** START OF Excerpt **

I think that the correct answer to this question is that when the Onefinity manufacturers had the idea for their machine and analyzed the market, this market was the hobbyist and DIY CNC maker scene, which shows cncs made with cheapest available parts. Specifically one machine that became very widespread (and by the way, offers such a router but with a serious ER-11 collet) uses a hand trim router as motor. So I believe they built their machine around a hand trim router for the same reasons that other competitors do: Ensuring a low entry price of the entire CNC machine by saving on everything (see what is lacking on Onefinity) and using cheapest (here: inappropriate) components.

A few thoughts initially come to mind.

  1. Most people will purchase/use the machine for wood where high tolerances (except maybe inlays, etc) are typically not required. Although relatively rigid compared to other hobby CNCs, I feel it is still not designed for efficiently working with metals.
  2. Most non Asian alternatives are often more than 10X the cost, so you can go through several of the less expensive spindles and still be ahead.
  3. They often are sold with inexpensive VFDs in kits that are easy to source and always in stock.
  4. Mos advertise radial TIR of 0.01 mm, which is 2X what many consider an acceptable runout, but still considered by some to be adequate for machining wood. I noticed some, like CNCDepot, do not make this information readily available (not even on their login only documents).

** END OF Excerpt **

■ Set task 1
Rewrite the records from their start through the line containing "158), (277, 158)]", replacing "white sneaker" with "black boot" and keeping everything else the same.
The text and the records have no connection to each other.

** START OF Available data **

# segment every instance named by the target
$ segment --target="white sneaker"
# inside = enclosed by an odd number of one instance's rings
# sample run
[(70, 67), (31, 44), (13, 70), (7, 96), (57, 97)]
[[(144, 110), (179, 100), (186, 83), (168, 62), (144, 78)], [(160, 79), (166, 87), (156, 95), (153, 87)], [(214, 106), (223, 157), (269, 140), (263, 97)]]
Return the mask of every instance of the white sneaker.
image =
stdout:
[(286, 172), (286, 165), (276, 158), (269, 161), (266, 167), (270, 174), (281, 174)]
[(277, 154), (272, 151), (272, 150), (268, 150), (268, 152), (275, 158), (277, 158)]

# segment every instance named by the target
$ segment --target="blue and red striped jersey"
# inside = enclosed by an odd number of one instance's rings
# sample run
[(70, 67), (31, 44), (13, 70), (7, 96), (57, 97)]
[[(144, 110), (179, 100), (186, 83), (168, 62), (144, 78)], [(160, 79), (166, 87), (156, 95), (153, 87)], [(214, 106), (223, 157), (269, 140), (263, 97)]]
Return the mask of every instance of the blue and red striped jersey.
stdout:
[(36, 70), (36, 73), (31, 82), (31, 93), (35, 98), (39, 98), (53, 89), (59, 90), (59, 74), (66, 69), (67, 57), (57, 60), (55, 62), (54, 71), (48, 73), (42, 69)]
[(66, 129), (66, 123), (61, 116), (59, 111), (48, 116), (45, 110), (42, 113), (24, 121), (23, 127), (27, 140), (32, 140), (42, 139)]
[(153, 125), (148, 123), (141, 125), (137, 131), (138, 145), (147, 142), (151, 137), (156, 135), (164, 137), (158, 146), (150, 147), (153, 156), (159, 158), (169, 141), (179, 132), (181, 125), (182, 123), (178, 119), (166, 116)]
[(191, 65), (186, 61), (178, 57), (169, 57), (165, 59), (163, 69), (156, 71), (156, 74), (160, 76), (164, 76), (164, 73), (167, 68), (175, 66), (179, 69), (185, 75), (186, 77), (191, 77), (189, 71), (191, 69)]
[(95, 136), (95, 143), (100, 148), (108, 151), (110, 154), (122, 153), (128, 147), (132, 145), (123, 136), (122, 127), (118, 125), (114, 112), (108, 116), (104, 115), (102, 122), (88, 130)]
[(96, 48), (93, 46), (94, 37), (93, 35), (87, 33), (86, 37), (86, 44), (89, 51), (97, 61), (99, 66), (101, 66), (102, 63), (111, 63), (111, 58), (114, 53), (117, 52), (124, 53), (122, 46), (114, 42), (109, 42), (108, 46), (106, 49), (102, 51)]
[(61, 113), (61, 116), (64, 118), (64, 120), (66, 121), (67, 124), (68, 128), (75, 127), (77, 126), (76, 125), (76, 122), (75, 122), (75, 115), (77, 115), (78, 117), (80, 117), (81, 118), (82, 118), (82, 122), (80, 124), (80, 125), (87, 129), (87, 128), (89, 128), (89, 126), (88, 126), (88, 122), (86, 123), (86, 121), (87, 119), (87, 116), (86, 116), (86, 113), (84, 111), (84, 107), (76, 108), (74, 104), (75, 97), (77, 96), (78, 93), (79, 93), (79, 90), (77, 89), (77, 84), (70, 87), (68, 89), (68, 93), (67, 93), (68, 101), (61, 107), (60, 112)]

** END OF Available data **

■ Set task 2
In the excerpt on CNC spindles, how much more do most non-Asian alternatives often cost?

■ Result 1
# segment every instance named by the target
$ segment --target="black boot"
# inside = enclosed by an odd number of one instance's rings
# sample run
[(70, 67), (31, 44), (13, 70), (7, 96), (57, 97)]
[[(144, 110), (179, 100), (186, 83), (168, 62), (144, 78)], [(160, 79), (166, 87), (156, 95), (153, 87)], [(214, 106), (223, 157), (269, 140), (263, 97)]]
Return the mask of every instance of the black boot.
image =
stdout:
[(286, 172), (286, 165), (276, 158), (269, 161), (266, 167), (270, 174), (281, 174)]
[(277, 154), (272, 151), (272, 150), (268, 150), (268, 152), (275, 158), (277, 158)]

■ Result 2
They often cost more than ten times as much.